* REQUIREMENT
Return each line from the entries below that contains the word "fleece".

* RECORDS
◆ ◆ ◆
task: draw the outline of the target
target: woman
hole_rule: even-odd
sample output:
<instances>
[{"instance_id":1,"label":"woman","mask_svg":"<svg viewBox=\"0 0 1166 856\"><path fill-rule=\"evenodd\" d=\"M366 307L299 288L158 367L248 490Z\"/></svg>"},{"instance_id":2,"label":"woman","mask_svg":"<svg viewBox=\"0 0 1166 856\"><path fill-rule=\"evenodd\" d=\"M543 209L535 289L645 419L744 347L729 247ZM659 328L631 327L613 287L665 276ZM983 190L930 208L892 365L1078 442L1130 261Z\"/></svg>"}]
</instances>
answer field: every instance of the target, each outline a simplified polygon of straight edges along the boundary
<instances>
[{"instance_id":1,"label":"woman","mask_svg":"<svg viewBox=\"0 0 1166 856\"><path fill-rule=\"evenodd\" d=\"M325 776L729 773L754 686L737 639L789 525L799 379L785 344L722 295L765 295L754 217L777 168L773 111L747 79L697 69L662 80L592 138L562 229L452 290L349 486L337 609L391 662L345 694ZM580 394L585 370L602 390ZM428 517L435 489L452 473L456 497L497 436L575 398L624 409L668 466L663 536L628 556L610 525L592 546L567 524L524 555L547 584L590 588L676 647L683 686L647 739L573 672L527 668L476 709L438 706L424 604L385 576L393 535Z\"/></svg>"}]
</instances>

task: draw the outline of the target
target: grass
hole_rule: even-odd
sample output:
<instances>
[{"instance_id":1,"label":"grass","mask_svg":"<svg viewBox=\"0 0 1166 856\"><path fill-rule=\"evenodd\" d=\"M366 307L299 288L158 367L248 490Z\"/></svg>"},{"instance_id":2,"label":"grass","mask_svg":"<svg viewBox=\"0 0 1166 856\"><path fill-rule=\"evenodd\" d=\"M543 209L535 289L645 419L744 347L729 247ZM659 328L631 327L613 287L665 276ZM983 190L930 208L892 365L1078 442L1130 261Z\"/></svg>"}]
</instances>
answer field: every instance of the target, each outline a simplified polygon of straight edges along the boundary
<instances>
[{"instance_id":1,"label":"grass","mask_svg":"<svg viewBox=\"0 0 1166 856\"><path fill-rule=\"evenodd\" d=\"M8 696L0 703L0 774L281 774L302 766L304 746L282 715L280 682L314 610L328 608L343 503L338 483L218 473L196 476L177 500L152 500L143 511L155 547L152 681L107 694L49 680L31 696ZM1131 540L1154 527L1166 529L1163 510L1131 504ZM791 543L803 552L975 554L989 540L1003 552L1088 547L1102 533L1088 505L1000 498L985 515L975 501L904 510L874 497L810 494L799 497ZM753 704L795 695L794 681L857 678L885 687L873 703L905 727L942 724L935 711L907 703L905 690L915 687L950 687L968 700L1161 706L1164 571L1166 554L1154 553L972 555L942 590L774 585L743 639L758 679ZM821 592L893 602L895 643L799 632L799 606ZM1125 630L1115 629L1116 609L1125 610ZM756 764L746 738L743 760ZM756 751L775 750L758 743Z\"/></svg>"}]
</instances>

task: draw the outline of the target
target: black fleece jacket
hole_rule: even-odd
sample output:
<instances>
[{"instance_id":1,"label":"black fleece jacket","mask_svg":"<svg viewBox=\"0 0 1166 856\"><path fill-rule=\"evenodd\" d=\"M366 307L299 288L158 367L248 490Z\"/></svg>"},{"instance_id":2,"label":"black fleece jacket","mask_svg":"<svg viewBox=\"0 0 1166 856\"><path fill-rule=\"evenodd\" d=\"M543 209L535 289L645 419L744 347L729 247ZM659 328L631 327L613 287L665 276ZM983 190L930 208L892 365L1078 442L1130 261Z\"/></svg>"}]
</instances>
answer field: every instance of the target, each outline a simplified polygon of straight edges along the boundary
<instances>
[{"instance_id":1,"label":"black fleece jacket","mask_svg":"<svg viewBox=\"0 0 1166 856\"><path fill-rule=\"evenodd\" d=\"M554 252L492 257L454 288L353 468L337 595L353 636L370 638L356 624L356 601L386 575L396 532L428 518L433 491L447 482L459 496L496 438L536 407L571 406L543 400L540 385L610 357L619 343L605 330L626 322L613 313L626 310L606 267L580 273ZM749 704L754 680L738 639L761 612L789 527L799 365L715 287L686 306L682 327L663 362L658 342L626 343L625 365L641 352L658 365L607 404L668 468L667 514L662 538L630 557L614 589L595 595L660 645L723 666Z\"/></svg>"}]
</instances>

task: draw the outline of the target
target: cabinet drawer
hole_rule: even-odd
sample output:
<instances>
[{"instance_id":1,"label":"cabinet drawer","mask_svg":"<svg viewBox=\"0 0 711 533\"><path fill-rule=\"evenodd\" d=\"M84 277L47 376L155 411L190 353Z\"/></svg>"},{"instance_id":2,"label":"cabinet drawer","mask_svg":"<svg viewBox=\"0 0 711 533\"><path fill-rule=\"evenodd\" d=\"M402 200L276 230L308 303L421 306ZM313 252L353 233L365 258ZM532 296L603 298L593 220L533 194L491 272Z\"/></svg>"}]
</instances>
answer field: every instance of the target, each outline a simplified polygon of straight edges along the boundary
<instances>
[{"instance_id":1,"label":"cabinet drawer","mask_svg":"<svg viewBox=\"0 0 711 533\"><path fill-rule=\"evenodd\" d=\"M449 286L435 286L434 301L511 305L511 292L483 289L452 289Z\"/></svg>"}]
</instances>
◆ ◆ ◆
* TASK RESPONSE
target: black fleece jacket
[{"instance_id":1,"label":"black fleece jacket","mask_svg":"<svg viewBox=\"0 0 1166 856\"><path fill-rule=\"evenodd\" d=\"M366 307L299 288L158 367L248 490Z\"/></svg>"},{"instance_id":2,"label":"black fleece jacket","mask_svg":"<svg viewBox=\"0 0 1166 856\"><path fill-rule=\"evenodd\" d=\"M543 209L535 289L645 419L744 347L729 247ZM659 328L631 327L613 287L665 276ZM983 190L930 208L892 365L1078 442L1130 261Z\"/></svg>"}]
[{"instance_id":1,"label":"black fleece jacket","mask_svg":"<svg viewBox=\"0 0 1166 856\"><path fill-rule=\"evenodd\" d=\"M554 252L492 257L454 288L353 468L337 595L353 636L370 638L356 624L356 601L386 575L396 532L428 518L433 491L447 482L459 496L496 438L536 407L571 406L543 400L540 385L610 357L619 343L605 330L626 322L613 313L626 310L606 267L580 273ZM749 704L754 680L738 639L761 612L789 527L799 365L715 287L686 306L682 327L663 362L658 342L626 343L625 365L641 352L658 365L607 404L668 468L667 514L662 538L630 557L614 589L595 595L660 645L723 666Z\"/></svg>"}]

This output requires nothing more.